▶ EXTRACT PROVIDED:
* * *

Consumer-directed health plans (CDHPs) come in several varieties, but the essence is a combination of a high-deductible insurance plan to take care of serious problems, with a pot of money (provided by the employer, or both the employee and the employer) for everyday needs.

In some plans, there is a gap between the health reimbursement arrangement (HRA) or health savings account (HSA) and the deductible--a gap in which the consumer is completely responsible for health care costs. But in all cases two things are true: the money is pre-tax money, and the consumer decides how to spend it on health care.

All these details encourage the consumer to get involved in the process, to get educated, to decide what is really important. It helps change the consumer's attitude from the mind of entitlement to the mind of a savvy shopper.

Is this happening?

Big time.

All indicators show the phenomenon is real. Already, last year, 2.4 million American employees signed up for the plans, even before the Internal Revenue Service finalized the rules (who owns the assets in the plans, can any excess be "converted" to other uses, and so forth).

Now the rules are in place, and the rush is on. Booz Allen Hamilton (BAH) polled the 100 employers on Forbes magazine's list of "the best places to work" and 74 percent said that they would offer the plans within the next three to five years. KPMG polled employees of Fortune 1000 companies and found that 73 percent were interested in signing on for the plans.

Forrester Research is forecasting aggressive growth of CDHPs, but BAH is asking the most interesting question: How many people have to sign up before the whole market starts to act like a consumer market?

Looking at our recent experiences with various types of managed care, which have never controlled a majority of the market yet shifted the center of gravity of the whole industry, the BAH health care group estimates that the "tipping point" will arrive when as little as 15-20 percent of the market is in some kind of CDHP--and that tipping point could arrive in three to five years, or possibly as early as next year.

* * *

Dataset items:
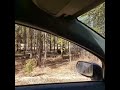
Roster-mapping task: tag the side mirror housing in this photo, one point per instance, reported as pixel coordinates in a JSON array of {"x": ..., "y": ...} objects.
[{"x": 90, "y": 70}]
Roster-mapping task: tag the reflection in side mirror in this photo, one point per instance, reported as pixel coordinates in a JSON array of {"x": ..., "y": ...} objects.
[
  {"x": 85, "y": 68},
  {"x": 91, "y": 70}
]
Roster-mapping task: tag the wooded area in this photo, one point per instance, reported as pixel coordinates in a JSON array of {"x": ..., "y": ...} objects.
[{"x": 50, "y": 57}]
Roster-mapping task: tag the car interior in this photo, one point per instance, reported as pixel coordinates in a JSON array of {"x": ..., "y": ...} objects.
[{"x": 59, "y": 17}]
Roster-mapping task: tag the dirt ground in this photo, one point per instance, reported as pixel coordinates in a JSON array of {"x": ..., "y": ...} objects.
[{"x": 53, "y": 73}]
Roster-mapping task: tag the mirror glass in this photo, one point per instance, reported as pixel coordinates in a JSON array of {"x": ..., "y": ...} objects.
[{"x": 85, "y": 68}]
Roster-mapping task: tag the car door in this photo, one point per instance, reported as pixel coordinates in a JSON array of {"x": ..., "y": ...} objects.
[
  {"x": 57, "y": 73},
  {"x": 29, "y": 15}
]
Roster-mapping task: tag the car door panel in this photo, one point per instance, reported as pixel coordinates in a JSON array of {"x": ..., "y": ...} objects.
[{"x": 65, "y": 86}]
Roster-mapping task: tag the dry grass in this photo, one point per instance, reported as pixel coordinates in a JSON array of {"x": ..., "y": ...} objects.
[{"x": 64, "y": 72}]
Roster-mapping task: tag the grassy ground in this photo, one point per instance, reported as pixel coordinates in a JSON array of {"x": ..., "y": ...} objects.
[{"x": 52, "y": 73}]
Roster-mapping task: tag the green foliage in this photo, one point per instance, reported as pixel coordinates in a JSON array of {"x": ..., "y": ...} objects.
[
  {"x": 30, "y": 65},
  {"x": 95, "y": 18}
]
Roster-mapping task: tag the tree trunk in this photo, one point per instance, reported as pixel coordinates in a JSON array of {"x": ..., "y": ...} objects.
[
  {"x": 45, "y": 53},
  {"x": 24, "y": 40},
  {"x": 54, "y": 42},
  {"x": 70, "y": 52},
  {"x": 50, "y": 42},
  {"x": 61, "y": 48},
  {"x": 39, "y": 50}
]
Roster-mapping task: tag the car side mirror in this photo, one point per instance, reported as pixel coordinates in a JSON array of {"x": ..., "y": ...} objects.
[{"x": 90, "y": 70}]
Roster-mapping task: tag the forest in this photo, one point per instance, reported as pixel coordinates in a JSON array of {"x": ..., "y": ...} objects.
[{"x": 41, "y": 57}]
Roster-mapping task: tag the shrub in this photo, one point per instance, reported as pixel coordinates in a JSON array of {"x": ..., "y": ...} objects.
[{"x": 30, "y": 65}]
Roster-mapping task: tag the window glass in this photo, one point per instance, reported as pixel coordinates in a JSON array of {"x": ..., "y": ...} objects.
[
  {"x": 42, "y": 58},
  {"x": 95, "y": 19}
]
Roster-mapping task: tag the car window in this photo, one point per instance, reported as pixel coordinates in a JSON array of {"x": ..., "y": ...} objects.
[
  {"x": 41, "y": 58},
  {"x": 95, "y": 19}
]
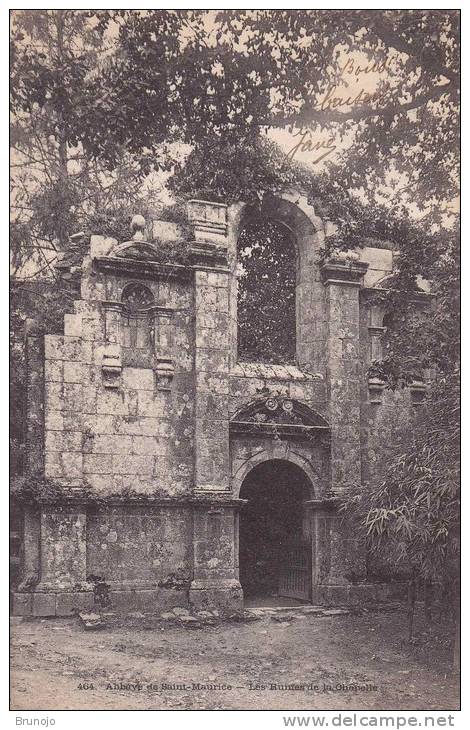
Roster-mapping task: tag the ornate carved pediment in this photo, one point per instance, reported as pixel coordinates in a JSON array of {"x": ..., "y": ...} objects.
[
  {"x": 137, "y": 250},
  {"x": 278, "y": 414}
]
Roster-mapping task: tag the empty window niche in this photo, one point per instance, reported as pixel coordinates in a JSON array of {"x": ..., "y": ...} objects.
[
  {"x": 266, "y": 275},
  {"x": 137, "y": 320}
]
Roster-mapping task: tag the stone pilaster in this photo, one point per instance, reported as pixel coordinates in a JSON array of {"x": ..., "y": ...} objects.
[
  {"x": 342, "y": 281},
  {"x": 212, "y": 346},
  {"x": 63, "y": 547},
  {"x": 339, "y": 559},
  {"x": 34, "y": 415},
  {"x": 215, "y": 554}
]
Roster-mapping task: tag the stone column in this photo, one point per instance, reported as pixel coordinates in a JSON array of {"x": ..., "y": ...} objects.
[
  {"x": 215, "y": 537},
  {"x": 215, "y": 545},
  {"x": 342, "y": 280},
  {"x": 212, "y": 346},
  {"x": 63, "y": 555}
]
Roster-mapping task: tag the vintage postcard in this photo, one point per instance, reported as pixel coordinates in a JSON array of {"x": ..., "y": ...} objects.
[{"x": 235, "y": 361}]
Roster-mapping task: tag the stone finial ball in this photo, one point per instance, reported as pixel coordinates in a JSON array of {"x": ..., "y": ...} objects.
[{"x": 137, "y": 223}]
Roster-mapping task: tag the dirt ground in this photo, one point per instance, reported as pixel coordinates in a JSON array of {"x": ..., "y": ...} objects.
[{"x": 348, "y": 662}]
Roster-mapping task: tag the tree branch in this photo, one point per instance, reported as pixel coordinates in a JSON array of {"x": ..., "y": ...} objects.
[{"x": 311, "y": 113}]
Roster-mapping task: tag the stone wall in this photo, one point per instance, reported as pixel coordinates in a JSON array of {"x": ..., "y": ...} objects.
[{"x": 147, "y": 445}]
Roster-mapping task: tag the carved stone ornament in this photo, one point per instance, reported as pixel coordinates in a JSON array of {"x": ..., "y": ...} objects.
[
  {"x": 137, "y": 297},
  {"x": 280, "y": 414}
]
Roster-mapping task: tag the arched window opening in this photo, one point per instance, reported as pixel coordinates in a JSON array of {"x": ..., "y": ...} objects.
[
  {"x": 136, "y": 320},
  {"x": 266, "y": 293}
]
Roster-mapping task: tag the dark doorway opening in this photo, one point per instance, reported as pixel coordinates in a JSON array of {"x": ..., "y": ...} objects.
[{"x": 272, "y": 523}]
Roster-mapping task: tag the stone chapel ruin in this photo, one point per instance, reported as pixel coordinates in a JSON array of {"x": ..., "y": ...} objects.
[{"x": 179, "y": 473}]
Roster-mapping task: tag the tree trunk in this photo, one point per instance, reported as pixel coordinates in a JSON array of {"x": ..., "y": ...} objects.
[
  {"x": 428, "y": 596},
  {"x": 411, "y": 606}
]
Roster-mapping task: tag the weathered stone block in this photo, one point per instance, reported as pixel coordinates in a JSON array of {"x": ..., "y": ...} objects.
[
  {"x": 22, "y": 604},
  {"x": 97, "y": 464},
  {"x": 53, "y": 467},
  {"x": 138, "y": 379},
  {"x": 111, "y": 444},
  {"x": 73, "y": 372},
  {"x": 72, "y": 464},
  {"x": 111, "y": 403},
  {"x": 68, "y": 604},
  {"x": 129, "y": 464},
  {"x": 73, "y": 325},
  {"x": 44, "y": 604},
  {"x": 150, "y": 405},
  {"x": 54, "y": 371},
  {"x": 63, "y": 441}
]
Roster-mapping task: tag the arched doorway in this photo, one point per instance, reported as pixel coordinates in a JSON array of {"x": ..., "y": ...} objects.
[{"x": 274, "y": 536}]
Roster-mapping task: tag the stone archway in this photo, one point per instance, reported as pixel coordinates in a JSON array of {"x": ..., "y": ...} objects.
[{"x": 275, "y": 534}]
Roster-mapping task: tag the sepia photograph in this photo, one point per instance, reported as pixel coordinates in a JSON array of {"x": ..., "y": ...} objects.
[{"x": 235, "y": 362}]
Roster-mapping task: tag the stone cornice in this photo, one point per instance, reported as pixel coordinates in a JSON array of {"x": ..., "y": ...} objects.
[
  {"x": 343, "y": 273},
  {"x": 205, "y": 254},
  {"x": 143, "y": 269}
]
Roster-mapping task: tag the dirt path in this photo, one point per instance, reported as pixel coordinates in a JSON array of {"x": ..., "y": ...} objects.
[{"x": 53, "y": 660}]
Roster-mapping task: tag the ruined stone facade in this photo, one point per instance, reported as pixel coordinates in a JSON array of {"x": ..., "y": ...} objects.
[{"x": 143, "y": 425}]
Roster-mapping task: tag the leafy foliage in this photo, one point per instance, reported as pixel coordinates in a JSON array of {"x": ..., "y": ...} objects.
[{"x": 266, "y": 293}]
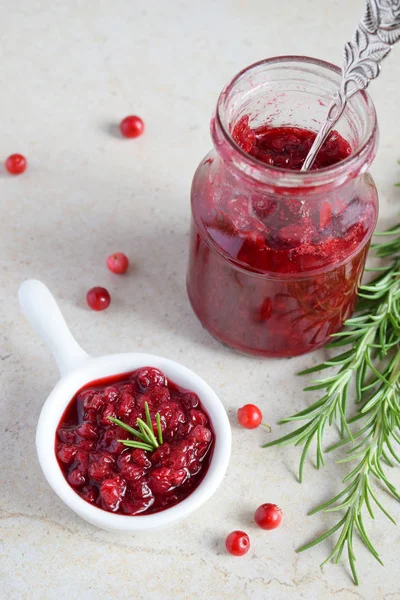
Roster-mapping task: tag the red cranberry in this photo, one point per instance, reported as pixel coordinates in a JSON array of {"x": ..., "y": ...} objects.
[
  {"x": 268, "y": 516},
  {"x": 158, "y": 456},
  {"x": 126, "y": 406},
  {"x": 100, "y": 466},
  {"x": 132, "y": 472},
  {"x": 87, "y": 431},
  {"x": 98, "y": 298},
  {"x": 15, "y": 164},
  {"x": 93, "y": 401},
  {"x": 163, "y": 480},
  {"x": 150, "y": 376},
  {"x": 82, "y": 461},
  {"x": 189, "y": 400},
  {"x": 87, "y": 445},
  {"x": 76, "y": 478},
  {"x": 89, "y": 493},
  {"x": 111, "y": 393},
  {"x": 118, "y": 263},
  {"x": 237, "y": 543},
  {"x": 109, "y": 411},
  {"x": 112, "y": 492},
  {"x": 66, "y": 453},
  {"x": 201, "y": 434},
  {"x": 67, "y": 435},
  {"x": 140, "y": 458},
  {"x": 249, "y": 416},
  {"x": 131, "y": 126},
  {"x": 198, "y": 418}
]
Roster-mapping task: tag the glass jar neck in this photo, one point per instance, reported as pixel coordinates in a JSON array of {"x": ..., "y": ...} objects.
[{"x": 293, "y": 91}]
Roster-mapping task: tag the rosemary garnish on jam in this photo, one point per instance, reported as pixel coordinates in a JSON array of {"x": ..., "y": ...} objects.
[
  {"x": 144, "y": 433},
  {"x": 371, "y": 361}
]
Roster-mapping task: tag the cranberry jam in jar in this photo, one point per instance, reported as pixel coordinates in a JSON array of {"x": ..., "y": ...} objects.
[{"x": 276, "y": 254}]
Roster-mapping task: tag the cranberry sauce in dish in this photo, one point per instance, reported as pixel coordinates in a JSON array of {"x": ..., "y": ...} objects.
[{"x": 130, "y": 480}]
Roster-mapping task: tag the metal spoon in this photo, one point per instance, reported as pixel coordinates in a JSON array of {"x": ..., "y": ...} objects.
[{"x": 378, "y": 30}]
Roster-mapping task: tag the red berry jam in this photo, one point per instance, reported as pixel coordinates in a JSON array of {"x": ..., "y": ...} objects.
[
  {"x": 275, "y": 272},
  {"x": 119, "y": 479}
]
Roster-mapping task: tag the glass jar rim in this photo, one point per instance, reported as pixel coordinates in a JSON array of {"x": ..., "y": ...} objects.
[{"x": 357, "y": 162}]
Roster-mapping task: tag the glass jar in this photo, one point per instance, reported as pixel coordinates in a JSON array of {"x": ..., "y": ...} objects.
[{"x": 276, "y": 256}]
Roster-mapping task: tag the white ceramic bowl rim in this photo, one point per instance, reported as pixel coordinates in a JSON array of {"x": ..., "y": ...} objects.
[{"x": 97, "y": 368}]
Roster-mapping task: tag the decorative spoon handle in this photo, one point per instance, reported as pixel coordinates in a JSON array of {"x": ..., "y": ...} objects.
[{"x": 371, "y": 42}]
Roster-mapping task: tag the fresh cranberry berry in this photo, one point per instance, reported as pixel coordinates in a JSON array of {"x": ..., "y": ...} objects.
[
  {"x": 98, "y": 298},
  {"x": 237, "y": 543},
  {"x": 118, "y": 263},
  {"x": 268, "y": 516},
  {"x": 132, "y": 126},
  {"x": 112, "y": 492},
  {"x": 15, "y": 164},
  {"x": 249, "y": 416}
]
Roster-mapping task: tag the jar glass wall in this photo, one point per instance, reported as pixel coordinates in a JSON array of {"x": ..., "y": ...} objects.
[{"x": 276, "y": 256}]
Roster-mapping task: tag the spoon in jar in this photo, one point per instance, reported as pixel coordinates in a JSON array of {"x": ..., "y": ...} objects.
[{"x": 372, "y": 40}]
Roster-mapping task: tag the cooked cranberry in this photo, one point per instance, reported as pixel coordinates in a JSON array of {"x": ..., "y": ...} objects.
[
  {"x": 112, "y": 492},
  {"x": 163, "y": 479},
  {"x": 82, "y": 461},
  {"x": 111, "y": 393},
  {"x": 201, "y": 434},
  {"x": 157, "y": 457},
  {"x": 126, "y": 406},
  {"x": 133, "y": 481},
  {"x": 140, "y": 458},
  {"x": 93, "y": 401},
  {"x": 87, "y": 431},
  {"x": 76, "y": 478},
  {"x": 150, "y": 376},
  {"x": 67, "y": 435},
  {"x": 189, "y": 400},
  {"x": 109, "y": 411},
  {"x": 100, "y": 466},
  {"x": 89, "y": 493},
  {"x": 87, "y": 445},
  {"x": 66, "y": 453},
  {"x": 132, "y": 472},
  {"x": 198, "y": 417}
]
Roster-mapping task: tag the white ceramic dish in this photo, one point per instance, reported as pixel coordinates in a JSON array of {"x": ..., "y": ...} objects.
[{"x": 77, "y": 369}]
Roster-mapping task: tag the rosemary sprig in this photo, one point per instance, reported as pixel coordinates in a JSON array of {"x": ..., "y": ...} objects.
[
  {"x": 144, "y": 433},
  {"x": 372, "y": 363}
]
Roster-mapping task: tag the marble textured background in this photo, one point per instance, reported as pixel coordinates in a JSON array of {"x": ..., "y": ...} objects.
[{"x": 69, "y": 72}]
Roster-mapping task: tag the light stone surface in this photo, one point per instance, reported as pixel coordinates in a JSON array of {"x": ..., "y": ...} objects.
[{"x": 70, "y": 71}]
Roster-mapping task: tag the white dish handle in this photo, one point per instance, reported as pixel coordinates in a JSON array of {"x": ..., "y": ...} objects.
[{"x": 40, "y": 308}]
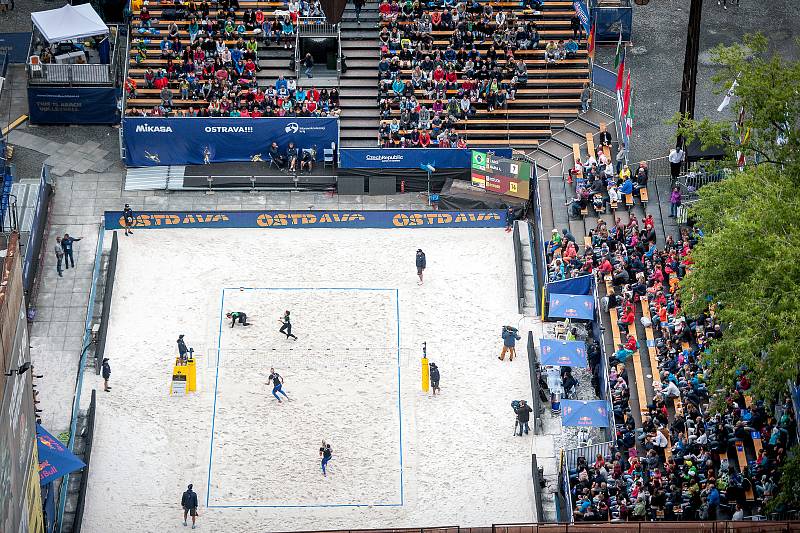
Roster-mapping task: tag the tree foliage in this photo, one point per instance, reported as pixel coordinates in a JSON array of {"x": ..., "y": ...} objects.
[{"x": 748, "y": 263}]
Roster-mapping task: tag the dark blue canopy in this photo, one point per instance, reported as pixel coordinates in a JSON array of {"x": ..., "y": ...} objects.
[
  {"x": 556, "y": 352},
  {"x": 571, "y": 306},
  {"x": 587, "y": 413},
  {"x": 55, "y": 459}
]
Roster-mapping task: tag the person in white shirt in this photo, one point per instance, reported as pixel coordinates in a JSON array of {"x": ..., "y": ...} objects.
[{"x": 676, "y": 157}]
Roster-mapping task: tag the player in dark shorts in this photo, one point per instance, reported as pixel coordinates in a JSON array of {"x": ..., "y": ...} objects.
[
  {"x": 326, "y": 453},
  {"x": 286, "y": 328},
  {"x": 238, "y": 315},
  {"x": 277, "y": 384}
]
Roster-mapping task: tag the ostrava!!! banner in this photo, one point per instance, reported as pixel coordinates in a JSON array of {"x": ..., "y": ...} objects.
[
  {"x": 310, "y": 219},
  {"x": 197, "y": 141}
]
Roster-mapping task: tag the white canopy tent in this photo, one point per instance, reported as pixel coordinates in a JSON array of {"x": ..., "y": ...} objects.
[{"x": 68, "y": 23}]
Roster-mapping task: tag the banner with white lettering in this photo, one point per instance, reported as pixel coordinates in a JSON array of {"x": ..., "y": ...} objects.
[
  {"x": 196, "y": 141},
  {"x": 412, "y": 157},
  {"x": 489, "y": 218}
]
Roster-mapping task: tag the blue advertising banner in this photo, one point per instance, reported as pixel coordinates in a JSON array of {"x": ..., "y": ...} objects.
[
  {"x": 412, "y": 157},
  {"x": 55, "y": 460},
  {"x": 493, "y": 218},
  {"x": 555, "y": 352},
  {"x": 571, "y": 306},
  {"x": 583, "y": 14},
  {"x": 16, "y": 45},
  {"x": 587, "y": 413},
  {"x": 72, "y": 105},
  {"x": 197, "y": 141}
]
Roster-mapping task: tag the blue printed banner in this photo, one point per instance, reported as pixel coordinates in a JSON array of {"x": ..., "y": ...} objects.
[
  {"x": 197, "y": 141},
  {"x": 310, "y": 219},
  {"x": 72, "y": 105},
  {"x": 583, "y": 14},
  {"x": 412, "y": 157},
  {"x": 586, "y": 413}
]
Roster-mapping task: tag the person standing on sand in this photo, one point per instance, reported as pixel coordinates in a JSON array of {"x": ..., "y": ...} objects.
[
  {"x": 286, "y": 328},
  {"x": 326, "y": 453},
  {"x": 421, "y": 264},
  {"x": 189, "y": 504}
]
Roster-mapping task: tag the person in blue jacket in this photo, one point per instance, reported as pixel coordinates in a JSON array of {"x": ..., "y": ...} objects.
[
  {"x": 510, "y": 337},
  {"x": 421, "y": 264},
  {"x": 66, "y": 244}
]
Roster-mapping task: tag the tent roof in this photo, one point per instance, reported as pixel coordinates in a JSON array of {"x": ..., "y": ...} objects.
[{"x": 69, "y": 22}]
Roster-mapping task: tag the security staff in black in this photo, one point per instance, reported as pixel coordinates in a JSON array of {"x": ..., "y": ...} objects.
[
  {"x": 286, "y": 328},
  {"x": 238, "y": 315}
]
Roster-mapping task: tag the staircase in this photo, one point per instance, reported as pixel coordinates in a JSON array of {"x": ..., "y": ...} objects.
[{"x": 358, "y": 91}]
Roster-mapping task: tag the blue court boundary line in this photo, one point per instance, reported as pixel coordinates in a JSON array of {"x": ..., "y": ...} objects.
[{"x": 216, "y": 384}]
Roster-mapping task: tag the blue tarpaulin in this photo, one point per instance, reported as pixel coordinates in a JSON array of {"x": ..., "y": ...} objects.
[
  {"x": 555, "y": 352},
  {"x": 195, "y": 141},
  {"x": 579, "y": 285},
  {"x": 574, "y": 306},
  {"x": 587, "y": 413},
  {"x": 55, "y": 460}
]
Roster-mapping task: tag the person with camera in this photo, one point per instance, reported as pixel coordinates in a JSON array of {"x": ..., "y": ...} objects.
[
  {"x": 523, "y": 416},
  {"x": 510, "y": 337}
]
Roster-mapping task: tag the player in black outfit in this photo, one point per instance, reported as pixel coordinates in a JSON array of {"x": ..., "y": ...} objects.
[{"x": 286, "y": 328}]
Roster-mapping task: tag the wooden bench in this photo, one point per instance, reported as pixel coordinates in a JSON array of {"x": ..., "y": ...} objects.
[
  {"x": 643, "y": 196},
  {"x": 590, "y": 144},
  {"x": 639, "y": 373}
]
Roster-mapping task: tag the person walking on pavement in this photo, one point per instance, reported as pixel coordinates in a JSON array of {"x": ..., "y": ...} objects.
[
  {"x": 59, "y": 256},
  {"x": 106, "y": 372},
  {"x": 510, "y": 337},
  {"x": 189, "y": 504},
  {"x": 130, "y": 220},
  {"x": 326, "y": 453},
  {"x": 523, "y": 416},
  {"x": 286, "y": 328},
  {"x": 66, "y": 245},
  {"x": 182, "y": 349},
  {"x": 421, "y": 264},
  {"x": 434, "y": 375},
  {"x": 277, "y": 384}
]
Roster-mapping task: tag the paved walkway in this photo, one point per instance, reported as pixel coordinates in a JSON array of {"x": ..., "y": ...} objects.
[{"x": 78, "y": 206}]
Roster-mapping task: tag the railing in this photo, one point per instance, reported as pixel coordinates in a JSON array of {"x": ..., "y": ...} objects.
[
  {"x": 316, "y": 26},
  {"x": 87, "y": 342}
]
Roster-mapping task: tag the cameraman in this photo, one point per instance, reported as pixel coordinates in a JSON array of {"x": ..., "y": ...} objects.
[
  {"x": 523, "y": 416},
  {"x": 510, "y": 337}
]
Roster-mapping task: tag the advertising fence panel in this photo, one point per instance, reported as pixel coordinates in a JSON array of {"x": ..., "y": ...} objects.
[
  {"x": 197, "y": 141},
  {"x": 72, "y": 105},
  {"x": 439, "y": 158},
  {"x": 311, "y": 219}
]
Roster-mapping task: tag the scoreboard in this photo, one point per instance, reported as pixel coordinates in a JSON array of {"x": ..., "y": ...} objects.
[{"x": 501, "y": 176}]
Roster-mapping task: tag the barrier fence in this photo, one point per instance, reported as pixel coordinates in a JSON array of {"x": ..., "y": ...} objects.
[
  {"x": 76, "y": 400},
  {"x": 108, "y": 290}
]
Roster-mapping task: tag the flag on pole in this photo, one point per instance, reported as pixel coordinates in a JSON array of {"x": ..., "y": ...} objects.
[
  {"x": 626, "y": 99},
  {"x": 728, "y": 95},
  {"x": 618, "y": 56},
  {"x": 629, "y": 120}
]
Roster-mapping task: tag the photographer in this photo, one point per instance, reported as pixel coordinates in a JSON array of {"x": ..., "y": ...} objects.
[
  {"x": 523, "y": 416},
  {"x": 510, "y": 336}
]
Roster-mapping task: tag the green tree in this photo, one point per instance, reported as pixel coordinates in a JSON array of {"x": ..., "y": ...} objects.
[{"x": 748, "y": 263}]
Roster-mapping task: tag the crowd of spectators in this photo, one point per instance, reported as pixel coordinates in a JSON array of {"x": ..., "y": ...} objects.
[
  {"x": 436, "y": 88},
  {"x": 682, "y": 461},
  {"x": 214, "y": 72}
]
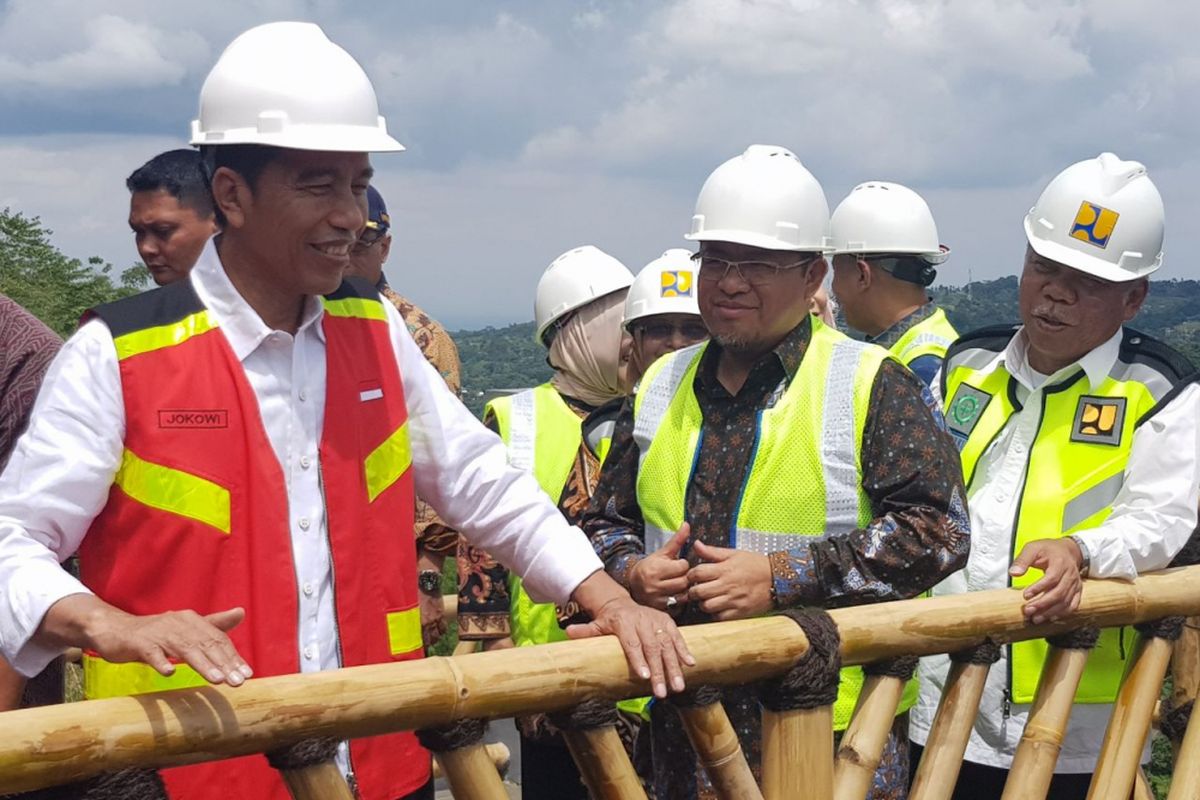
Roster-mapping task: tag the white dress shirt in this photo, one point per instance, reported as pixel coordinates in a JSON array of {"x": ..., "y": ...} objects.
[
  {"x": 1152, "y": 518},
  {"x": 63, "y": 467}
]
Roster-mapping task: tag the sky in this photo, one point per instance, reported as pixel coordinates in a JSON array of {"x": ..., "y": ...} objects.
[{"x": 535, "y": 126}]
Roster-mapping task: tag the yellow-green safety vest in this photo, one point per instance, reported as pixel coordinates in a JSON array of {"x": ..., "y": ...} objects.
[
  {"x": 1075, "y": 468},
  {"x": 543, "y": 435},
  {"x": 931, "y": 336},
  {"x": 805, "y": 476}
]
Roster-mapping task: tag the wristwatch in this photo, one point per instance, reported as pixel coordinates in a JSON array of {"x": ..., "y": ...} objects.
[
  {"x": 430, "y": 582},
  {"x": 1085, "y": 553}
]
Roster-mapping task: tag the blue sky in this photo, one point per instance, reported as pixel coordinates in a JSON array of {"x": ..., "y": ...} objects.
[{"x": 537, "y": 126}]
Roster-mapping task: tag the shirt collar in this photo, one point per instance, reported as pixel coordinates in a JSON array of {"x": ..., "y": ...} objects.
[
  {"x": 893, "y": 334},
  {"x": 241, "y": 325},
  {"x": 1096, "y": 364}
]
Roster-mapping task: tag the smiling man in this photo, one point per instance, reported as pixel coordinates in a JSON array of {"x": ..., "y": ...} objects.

* * *

▶ WORK REQUEST 1:
From the passage on consumer-directed health plans, quote the text from "In some plans, there" up to and including "a savvy shopper.".
▶ WORK REQUEST 2:
In the passage on consumer-directed health plans, what percentage of the employers polled by Booz Allen Hamilton said they would offer the plans within the next three to five years?
▶ WORK REQUEST 3:
Proceed with the passage on consumer-directed health plans, picking up after its final sentence.

▶ OUTPUT 1:
In some plans, there is a gap between the health reimbursement arrangement (HRA) or health savings account (HSA) and the deductible--a gap in which the consumer is completely responsible for health care costs. But in all cases two things are true: the money is pre-tax money, and the consumer decides how to spend it on health care.

All these details encourage the consumer to get involved in the process, to get educated, to decide what is really important. It helps change the consumer's attitude from the mind of entitlement to the mind of a savvy shopper.

▶ OUTPUT 2:
74 percent

▶ OUTPUT 3:
What does this mean for the people who run health care?

It portends a number of strange and sudden changes. Let me mention seven. In the phrase "Wake up and smell the coffee," here's the coffee:

1. The first thing you may notice is a sudden rise in your bad debt, as employers discover the wonders of high-deductible catastrophic insurance and decide to leave out the HSA/HRA part of a CDHP, and neglect to fully educate their employees about their new insurance policies. The employees think that they are insured for hospital care until the bill shows up. Some areas have already seen their bad debt double in the past year alone.

2. Suddenly the personal finance industry is developing a profound interest in health care. These HSAs, after all, are pots of money. Someone has to manage them, turn them into accounts with specialized debit cards attached to them, and coordinate the movement of payments between providers, pharmaceutical benefit managers, and banks, and do all the scutwork of transaction processing. Already JPMorgan, Chase, WellsFargo, Mellon and others, along with a chain of small specialty debit transaction houses, have stepped up to the plate. Another set of big outside players involved in health care might not seem welcome, but debit cards tied to health care accounts might significantly speed transactions and cut health care's shockingly high 10 to 20 percent transaction costs to something closer to retail's 3 to 4 percent. This trend may eventually run counter to the first trend and actually reduce accounts receivable.

3. The demands of the consumer will push health care even faster in the direction of digitization and automation as methods of streamlining operations, reducing costs and increasing quality. When you're suddenly thrust into a real consumer marketplace, you have to improve the product and drop its cost. You don't get to opt out, plead special circumstances or throw yourself on the mercy of the court.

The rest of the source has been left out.